━━ Working data

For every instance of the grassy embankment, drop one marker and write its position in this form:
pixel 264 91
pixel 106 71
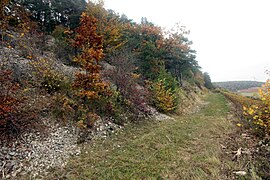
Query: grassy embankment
pixel 188 147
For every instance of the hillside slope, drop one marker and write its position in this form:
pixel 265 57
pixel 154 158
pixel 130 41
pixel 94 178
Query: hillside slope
pixel 238 85
pixel 187 147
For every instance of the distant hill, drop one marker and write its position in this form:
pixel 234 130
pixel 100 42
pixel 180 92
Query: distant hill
pixel 238 85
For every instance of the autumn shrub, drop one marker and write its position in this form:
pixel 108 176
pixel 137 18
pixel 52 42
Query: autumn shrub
pixel 47 76
pixel 8 99
pixel 165 92
pixel 130 92
pixel 259 114
pixel 163 98
pixel 63 44
pixel 90 89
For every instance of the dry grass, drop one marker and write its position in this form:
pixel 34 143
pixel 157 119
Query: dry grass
pixel 188 147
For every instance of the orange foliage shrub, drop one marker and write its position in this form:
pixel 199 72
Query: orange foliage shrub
pixel 259 114
pixel 91 89
pixel 9 102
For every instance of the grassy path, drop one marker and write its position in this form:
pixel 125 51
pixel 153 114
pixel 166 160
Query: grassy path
pixel 185 148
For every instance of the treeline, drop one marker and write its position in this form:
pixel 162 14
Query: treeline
pixel 238 85
pixel 147 66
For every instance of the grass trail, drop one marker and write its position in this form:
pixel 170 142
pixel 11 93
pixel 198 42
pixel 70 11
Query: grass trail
pixel 185 148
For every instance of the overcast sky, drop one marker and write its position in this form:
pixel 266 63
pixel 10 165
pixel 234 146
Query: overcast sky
pixel 231 37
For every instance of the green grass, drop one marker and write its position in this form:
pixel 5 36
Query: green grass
pixel 185 148
pixel 250 94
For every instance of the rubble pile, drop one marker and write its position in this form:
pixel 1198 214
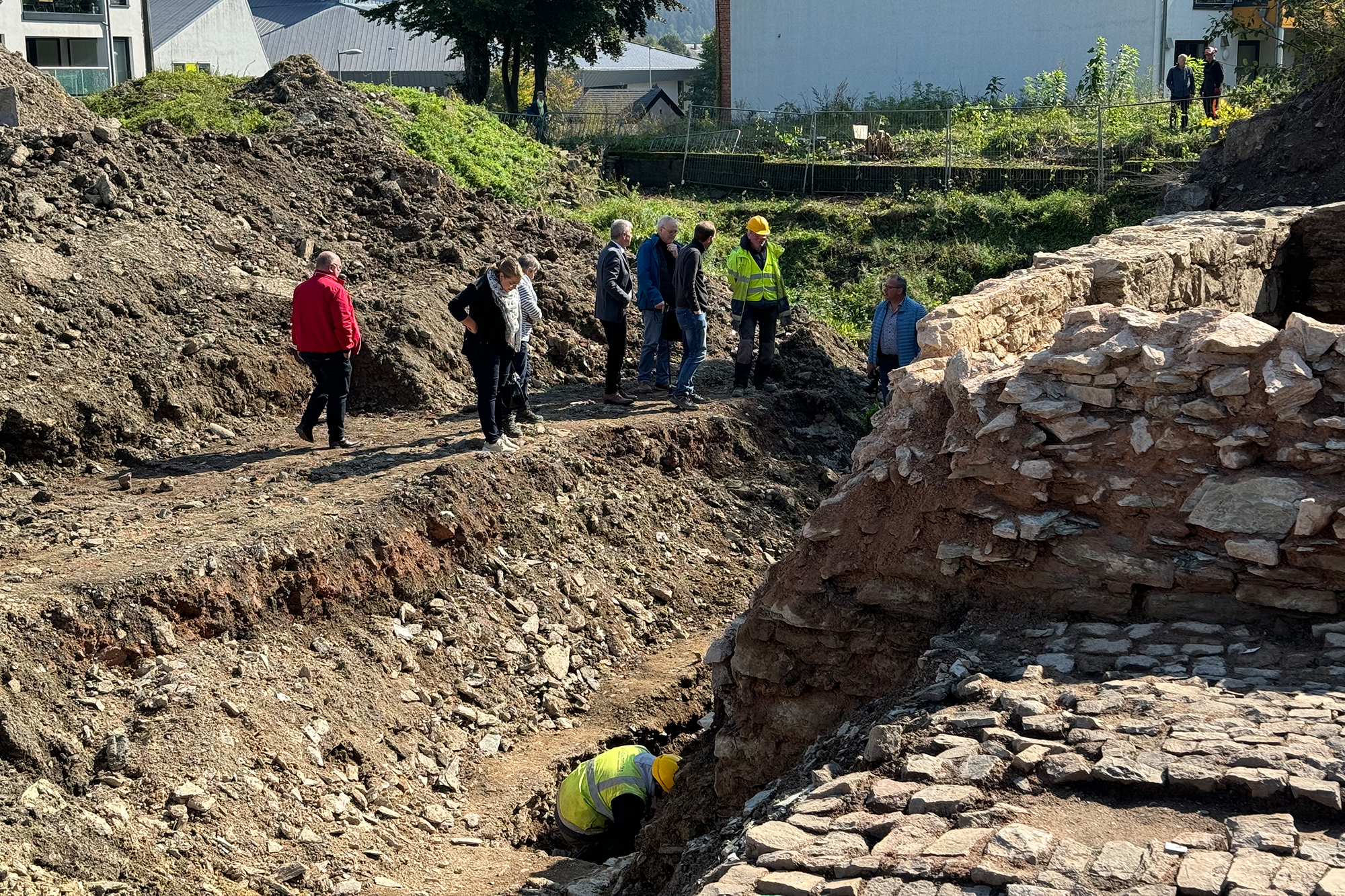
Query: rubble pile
pixel 1179 467
pixel 1265 263
pixel 161 267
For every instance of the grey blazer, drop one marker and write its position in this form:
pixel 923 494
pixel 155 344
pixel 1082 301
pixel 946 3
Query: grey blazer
pixel 614 283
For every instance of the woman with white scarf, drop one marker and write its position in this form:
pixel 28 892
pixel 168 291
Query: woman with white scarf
pixel 493 319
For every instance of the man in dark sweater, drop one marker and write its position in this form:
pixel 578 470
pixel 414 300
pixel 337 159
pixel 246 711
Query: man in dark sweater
pixel 693 302
pixel 1213 83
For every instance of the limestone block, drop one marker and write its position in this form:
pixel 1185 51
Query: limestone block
pixel 1230 381
pixel 774 836
pixel 1313 516
pixel 1238 335
pixel 1022 844
pixel 1203 873
pixel 1253 869
pixel 1274 833
pixel 1307 600
pixel 944 799
pixel 1257 551
pixel 1266 505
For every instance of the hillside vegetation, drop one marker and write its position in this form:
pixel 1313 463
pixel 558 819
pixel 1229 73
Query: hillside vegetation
pixel 837 251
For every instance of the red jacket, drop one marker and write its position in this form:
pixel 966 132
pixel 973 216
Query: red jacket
pixel 323 318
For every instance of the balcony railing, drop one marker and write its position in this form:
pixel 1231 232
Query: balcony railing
pixel 79 81
pixel 65 7
pixel 63 10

━━━━

▶ Problem description:
Every line above from the line with "Query: hillside slope" to the line with "pixel 234 146", inclusive, must be returned exactly; no other line belongs in the reply.

▶ Output of the exercise:
Query: hillside slope
pixel 238 85
pixel 187 147
For every instance of the distant hill, drop one marker and write its position in this form:
pixel 234 130
pixel 100 42
pixel 180 92
Query: distant hill
pixel 238 85
For every instance of the autumn shrub, drop one marker and write its position in this form:
pixel 108 176
pixel 137 18
pixel 52 42
Query: autumn shrub
pixel 47 76
pixel 8 99
pixel 165 92
pixel 130 92
pixel 259 114
pixel 163 98
pixel 63 44
pixel 90 89
For every instance of the dry grass, drop one marker and write its position in this form:
pixel 34 143
pixel 157 119
Query: dry grass
pixel 188 147
For every instance of the orange foliage shrub, drop one marker and write its position in this form:
pixel 199 72
Query: orange foliage shrub
pixel 259 114
pixel 91 89
pixel 9 102
For every instance of the grassy path, drop one marker and write its position in this form:
pixel 125 51
pixel 153 114
pixel 166 160
Query: grassy path
pixel 185 148
For every instance of the treeline, drop one marker and write its position in this form:
pixel 162 14
Query: treeline
pixel 238 85
pixel 147 66
For every instance of the grass trail, drop one marker and write its position in this form:
pixel 170 142
pixel 11 93
pixel 198 42
pixel 70 11
Query: grass trail
pixel 185 148
For every instance of the overcast sky, drop one marker and write its position in this form:
pixel 266 63
pixel 10 165
pixel 234 146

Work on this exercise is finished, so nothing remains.